• **What you need to do**
Present the following data again exactly as it is shown.
━━━━━ Given entries
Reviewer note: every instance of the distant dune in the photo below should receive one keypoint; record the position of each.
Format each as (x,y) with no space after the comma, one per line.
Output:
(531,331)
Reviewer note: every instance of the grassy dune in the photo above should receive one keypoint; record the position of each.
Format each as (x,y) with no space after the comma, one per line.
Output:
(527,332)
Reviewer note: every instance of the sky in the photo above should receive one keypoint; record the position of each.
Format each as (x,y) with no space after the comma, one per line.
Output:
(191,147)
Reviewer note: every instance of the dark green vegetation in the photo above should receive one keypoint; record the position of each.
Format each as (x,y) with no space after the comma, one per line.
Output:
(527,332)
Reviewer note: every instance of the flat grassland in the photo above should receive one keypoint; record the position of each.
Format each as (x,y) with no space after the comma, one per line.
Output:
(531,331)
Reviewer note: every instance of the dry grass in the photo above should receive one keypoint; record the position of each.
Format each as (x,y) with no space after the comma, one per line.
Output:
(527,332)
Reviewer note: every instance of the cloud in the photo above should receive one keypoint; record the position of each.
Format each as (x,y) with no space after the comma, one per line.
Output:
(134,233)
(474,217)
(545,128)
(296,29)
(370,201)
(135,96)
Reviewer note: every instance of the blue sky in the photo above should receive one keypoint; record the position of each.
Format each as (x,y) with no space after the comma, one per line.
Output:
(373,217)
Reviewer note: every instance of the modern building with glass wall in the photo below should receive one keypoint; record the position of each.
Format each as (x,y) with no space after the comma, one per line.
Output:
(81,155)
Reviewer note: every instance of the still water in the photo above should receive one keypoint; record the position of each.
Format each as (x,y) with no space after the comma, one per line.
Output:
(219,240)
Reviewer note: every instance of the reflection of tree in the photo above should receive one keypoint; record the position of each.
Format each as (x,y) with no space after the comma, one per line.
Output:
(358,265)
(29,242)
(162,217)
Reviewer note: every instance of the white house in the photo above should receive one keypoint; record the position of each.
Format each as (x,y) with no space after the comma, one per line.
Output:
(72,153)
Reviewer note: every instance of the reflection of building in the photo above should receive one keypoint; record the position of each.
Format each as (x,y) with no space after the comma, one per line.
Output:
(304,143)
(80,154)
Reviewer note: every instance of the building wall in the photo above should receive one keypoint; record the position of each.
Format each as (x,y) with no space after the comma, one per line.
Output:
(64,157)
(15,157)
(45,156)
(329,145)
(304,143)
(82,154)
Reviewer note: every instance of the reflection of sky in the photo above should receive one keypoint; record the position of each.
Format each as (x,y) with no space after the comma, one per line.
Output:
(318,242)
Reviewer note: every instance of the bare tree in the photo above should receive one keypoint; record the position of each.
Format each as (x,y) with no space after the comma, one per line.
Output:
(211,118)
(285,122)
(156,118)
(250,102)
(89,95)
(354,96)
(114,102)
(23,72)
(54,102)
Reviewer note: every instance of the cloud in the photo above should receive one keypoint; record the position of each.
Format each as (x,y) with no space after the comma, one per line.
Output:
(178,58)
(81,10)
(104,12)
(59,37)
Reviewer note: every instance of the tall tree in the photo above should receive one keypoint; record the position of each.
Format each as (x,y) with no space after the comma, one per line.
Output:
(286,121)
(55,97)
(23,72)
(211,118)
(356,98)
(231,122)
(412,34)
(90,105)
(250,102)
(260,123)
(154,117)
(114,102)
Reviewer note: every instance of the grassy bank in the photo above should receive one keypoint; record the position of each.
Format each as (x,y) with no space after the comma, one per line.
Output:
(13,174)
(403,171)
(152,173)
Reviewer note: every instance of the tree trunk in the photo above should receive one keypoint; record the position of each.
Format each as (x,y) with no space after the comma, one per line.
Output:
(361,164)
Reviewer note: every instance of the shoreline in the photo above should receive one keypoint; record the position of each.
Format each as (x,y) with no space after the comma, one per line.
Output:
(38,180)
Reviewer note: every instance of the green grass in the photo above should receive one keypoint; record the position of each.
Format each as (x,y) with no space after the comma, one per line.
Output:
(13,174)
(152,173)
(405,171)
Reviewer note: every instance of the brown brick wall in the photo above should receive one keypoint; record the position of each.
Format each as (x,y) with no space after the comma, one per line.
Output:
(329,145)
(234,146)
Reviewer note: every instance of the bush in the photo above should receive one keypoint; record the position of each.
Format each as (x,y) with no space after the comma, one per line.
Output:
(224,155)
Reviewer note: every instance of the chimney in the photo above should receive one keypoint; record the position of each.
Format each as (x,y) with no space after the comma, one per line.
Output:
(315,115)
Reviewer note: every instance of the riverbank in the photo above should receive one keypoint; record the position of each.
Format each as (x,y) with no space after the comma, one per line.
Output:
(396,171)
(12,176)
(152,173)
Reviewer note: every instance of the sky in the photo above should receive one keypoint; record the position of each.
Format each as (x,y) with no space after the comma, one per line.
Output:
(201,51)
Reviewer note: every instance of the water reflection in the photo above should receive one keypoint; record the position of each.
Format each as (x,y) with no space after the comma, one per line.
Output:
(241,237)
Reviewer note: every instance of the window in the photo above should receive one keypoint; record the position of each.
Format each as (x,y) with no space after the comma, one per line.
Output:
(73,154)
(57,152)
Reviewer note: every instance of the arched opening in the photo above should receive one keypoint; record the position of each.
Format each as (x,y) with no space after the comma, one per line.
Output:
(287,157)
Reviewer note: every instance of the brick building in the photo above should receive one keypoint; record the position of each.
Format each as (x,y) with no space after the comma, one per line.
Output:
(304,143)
━━━━━━━━━━
• **The output**
Reviewer note: every instance of the distant dune in the photo below should receive one keypoint; record the position of each.
Format each as (x,y) with no space after the comma, one per line.
Output:
(531,331)
Reviewer note: every instance of the grassy dune in the photo above should receive one keypoint; record the position of each.
Format each as (x,y) with no space after the comma, one per line.
Output:
(527,332)
Reviewer note: every instance of the sky in the photo above should receive one keypoint; record the position of each.
Format each as (x,y) with no space after the comma, one per line.
Output:
(191,147)
Reviewer note: every instance of the dark green vegetation in the photo above should receive one keypoint; record the position of each.
Format each as (x,y) with no space after the comma, one per line.
Output:
(527,332)
Reviewer note: every instance of the flat grassland in the photo above should receive one keypoint; record the position of each.
Format each as (x,y) with no space after the comma, one per line.
Output:
(531,331)
Reviewer note: every instance of the dry grass in the photo above should receive one keypoint; record the position of each.
Format each as (x,y) with no space after the comma, one per line.
Output:
(527,332)
Reviewer note: every instance of the cloud in the photo above should receive one keypoint; record the position of each.
Format each as (x,y) with no space after the comma, one per line.
Output:
(134,233)
(474,217)
(545,128)
(296,29)
(370,201)
(135,96)
Reviewer note: every instance of the blue sky in the photo above should receive one keypoint; record the position of each.
Format each as (x,y) with no space after the comma, one per line.
Output:
(373,217)
Reviewer note: every instance of the modern building with glass wall in the photo below should receive one keypoint; record the position of each.
Format each as (x,y) with no space after the comma, one per line.
Output:
(81,155)
Reviewer note: every instance of the still water in the photo above should receive one keypoint; record the position of each.
Format each as (x,y) with no space after the comma, one per line.
Output:
(219,240)
Reviewer note: every instance of the reflection of tree in the photo above should receive one keypoint; record the position of each.
Format each as (x,y) with no space after the comma, one per line.
Output:
(358,265)
(29,242)
(162,217)
Reviewer note: every instance of the white house in the photo above should receive one keypoint; record the position of each.
Format each as (x,y) with no space after the comma, one per line.
Output:
(72,153)
Reviewer note: every instance of the reflection of building in the photo above should receive one keypoint; record the position of each.
Format each as (x,y) with no space after the comma, one per line.
Output:
(304,143)
(80,154)
Reviewer note: every instance of the building wall in the photo above should receive one keypoint; record the position of each.
Format each as (x,y) with no space after the comma, one per line.
Output:
(64,157)
(15,157)
(45,156)
(329,145)
(304,143)
(82,154)
Reviewer note: every instance of the reflection of sky in the photo above should receive one keypoint; record the position of each.
Format each as (x,y) with no space after the comma, one per line.
Output:
(318,242)
Reviewer note: every instance of the bare tree in the photo above should receive one keypoint; record the position of each.
Format each as (x,y) with no space after the comma, one per line.
Output:
(211,118)
(285,122)
(156,118)
(250,102)
(89,95)
(354,96)
(114,102)
(23,72)
(54,102)
Reviewer note: every instance of the cloud in the photo above should receive one keypoint; record the position of each.
Format each as (x,y) with no space after the comma, one per line.
Output:
(178,58)
(81,10)
(104,12)
(59,37)
Reviewer note: every instance of the tall tree in the photo above should receive one keypoint; record the position of each.
Format each as (x,y) with no space after the comma, one per line.
Output:
(286,121)
(55,97)
(23,72)
(211,118)
(356,98)
(231,122)
(412,34)
(90,105)
(250,102)
(260,123)
(154,117)
(114,102)
Reviewer note: every instance of the grassy bank in the photo above should receive one keypoint; record the position of each.
Format each as (x,y) with no space after the comma, one per line.
Output:
(13,174)
(403,171)
(152,173)
Reviewer note: every instance of the tree trunk in the photo above should receive one keypoint; record the position of each.
Format each as (x,y) with no space after the comma, one per line.
Output:
(361,164)
Reviewer note: every instance of the shoreline in the photo above should receive one keypoint; record the position of each.
Format each as (x,y) with no space after the comma, one per line.
Output:
(38,180)
Reviewer note: every instance of the green grass in the photo above should receive one keypoint; record the position of each.
Format each as (x,y) with no space after the comma, one per line.
Output:
(13,174)
(152,173)
(405,171)
Reviewer note: every instance of the brown brick wall in the photo above should receive one keypoint; record the position of each.
Format each as (x,y) with no space after the comma, one per line.
Output:
(329,145)
(234,146)
Reviewer note: every instance of the bush in the photo above should receive one keypoint; record the position of each.
Format each as (x,y) with no space after the comma, one per line.
Output:
(224,155)
Reviewer note: every instance of the chimney in the photo above should receive one keypoint; record the position of each.
Format each as (x,y) with no space after the comma, one per line.
Output:
(315,115)
Reviewer note: every instance of the riverbank in the photo above should receive one keypoint; record the position of each.
Format each as (x,y) with no space after the comma, one per line.
Output:
(396,171)
(12,176)
(152,173)
Reviewer note: every instance of the sky in the photo above should receive one keypoint; record the position of each.
Format each as (x,y) with no space after the comma, one per line.
Output:
(201,51)
Reviewer note: every instance of the water reflection in the photo above should receive one keypoint; record the position of each.
Format each as (x,y) with no space after the comma, one per line.
Output:
(241,237)
Reviewer note: every instance of the window in the photo above should receive one keypoint; record the position of each.
Format each as (x,y) with no space after the comma, one per line.
Output:
(73,154)
(57,152)
Reviewer note: every instance of the arched opening in the photo above should receive one keypoint; record the position of each.
Format each as (x,y) with no space after the comma, one per line.
Output:
(287,157)
Reviewer note: every instance of the brick building in the photo above should receive one keypoint; record the position of each.
Format each as (x,y) with no space after the comma, one per line.
Output:
(304,143)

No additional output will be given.